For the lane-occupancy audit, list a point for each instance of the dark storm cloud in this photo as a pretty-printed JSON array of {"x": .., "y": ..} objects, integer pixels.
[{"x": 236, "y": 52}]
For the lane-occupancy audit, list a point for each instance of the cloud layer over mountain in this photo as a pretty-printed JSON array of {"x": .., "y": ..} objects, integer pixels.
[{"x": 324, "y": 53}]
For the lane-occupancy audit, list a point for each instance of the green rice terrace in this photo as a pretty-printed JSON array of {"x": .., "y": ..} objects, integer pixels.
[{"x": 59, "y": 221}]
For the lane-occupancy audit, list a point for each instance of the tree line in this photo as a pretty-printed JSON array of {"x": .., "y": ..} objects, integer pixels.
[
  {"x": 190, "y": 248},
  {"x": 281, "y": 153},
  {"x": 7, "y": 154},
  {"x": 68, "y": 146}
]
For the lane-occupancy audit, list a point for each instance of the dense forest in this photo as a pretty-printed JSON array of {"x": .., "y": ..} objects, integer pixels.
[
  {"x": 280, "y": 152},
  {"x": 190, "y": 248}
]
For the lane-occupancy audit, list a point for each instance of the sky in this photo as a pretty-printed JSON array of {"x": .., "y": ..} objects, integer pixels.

..............................

Copy the listing above exactly, from the line with "of the dense" up to and including the last line.

For the lane-occupancy audit, list a point for each instance of the dense forest in this photo as a pretty-printed JSON array of {"x": .., "y": ..} objects, integer pixels.
[
  {"x": 280, "y": 152},
  {"x": 190, "y": 248}
]
For the lane-occupancy audit, list a point for each instance of the sky in this photo as a pretty-printed JSON array of {"x": .., "y": ..} objects, integer pixels.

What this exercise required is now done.